• [Testo]
──────────────────────────────

Due ore e 28 minuti di film su di giri che parla di una spogliarellista ed escort caduta per qualche giorno nel vortice della vita da miliardari tra champagne, sballi, un viaggio a Las Vegas con un viziato figlio di oligarchi russi, fino alla caduta, quando l’entourage del giovinastro riprende il controllo della situazione con una delirante scorribanda di reietti? Si diceva che non avrebbero osato, e invece sì. La Palma d’oro ad Anora di Sean Baker, che il regista ha dedicato a tutte le lavoratrici del sesso di ieri, oggi e domani, è il gesto sfacciato ed entusiasta di una giuria che si lascia travolgere dalla seduzione di sirene tutte americane invece di opporre resistenza in nome dello spirito di serietà che ha gravato su parecchi sadici palmarès. E anche se avevamo sognato la palma per Payal Kapadia e il suo sublime All we imagine as light, non biasimiamo Greta e la sua banda per non essersi sottratte al piacere.
Palme mancate
Proprio il film di Kapadia, il nostro preferito, è salito sul secondo gradino del podio vincendo il Grand prix della giuria. Il fatto che, in mezzo al caleidoscopio di impulsi stroboscopici che hanno pervaso quasi tutto il concorso, la giuria sia riuscita a vedere la luce soffusa del lungometraggio della regista indiana di 38 anni, già premiata a Cannes nel 2021 per il suo emozionante documentario A night of knowing nothing, testimonia la potenza del suo debutto nel cinema di finzione. Tratti dal brulicante ecosistema di Mumbai, i destini di tre donne condizionati da forze economiche e sociali si incarnano in immagini abbaglianti, impregnate del blu del cielo notturno della metropoli indiana e nutrite dalla prosaicità della vita quotidiana. Procedendo per aggiunta di dettagli che animano i personaggi, il film mostra un’infinita gentilezza nei loro confronti. Pieno di malinconia, riflette una tenue speranza che per loro ci sia ancora qualcosa da immaginare, qualcosa di luminoso e generoso che si intravede nelle battute finali e che suscita negli spettatori un’ondata di commossa riconoscenza.
In un’edizione in cui molti film hanno lanciato espliciti messaggi di sorellanza, la sottile espressione di empatia che scorre tra queste donne brilla con una luminosità senza pari.
L’iraniano dissidente Mohammad Rasoulof ha ricevuto un premio speciale della giuria per The seed of the sacred fig. Con questo riconoscimento la giuria gli attribuisce un posto d’onore, ma certo non quello a cui aveva puntato lui o che la stampa aveva previsto, ossia una Palma d’oro con cui si sarebbe reso omaggio non solo al film, completato in esilio, ma anche alla vicenda di un regista finito in carcere che è riuscito a evitare una nuova condanna a otto anni scappando dal luogo in cui è sempre vissuto. “Sono molto triste e rammaricato per la catastrofe che il mio popolo vive ogni giorno, in ostaggio di un regime islamico e totalitario”, ha dichiarato Rasoulof dopo essere stato accolto con una standing ovation.

──────────────────────────────

• [Blocco dati]
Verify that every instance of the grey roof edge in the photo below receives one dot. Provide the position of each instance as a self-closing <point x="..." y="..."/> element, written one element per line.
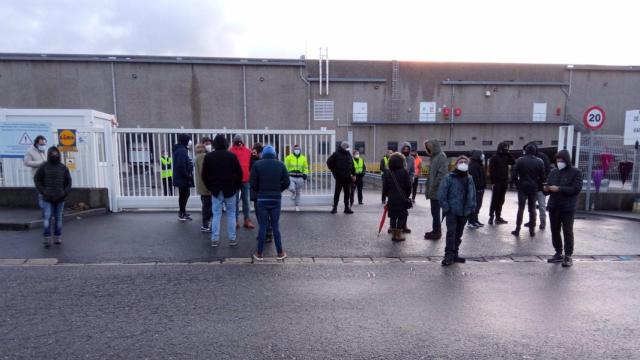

──────────────────────────────

• [Cosa produrre]
Rispondi a queste domande sul testo:
1. Quanto dura il film Anora?
2. Quale premio ha vinto All we imagine as light?
3. Con quale film Mohammad Rasoulof ha ottenuto il premio speciale della giuria?

• [Risultato completo]
1. Due ore e 28 minuti.
2. Il Grand prix della giuria.
3. The seed of the sacred fig.